**What to do:** Give the number of lines in this listing that hold "white". No other words belong in the reply.

**Exercise materials:**
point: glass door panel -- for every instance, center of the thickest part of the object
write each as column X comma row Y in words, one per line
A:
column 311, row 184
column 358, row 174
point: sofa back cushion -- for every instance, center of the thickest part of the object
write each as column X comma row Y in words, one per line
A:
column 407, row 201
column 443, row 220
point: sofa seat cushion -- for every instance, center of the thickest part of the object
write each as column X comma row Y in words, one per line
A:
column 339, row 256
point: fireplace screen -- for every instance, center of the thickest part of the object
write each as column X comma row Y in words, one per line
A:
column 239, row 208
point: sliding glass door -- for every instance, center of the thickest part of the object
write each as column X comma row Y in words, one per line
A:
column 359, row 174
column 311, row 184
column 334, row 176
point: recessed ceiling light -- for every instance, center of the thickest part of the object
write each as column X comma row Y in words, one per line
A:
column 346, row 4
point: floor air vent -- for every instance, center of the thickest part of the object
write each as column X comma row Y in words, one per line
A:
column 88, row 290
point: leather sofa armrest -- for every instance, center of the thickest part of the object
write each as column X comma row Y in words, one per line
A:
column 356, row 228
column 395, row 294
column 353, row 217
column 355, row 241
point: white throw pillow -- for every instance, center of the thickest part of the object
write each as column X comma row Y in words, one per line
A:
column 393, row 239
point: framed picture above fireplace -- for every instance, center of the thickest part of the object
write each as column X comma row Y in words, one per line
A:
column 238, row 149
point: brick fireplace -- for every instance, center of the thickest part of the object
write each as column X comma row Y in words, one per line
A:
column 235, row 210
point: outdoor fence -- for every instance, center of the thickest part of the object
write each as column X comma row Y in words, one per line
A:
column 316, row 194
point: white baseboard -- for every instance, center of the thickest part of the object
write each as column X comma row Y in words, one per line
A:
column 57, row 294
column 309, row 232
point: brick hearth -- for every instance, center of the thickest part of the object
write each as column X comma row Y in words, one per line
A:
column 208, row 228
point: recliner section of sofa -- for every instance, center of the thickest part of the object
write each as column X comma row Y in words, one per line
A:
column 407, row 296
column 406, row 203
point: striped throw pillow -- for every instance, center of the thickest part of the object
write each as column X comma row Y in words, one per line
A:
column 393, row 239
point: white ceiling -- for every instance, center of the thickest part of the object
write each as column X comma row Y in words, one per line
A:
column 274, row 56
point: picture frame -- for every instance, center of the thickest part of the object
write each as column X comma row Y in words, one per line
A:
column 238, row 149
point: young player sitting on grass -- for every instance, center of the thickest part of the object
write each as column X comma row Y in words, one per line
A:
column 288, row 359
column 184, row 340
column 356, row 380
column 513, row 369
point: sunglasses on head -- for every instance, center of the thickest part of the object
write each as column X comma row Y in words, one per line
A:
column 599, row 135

**Completed task:** 3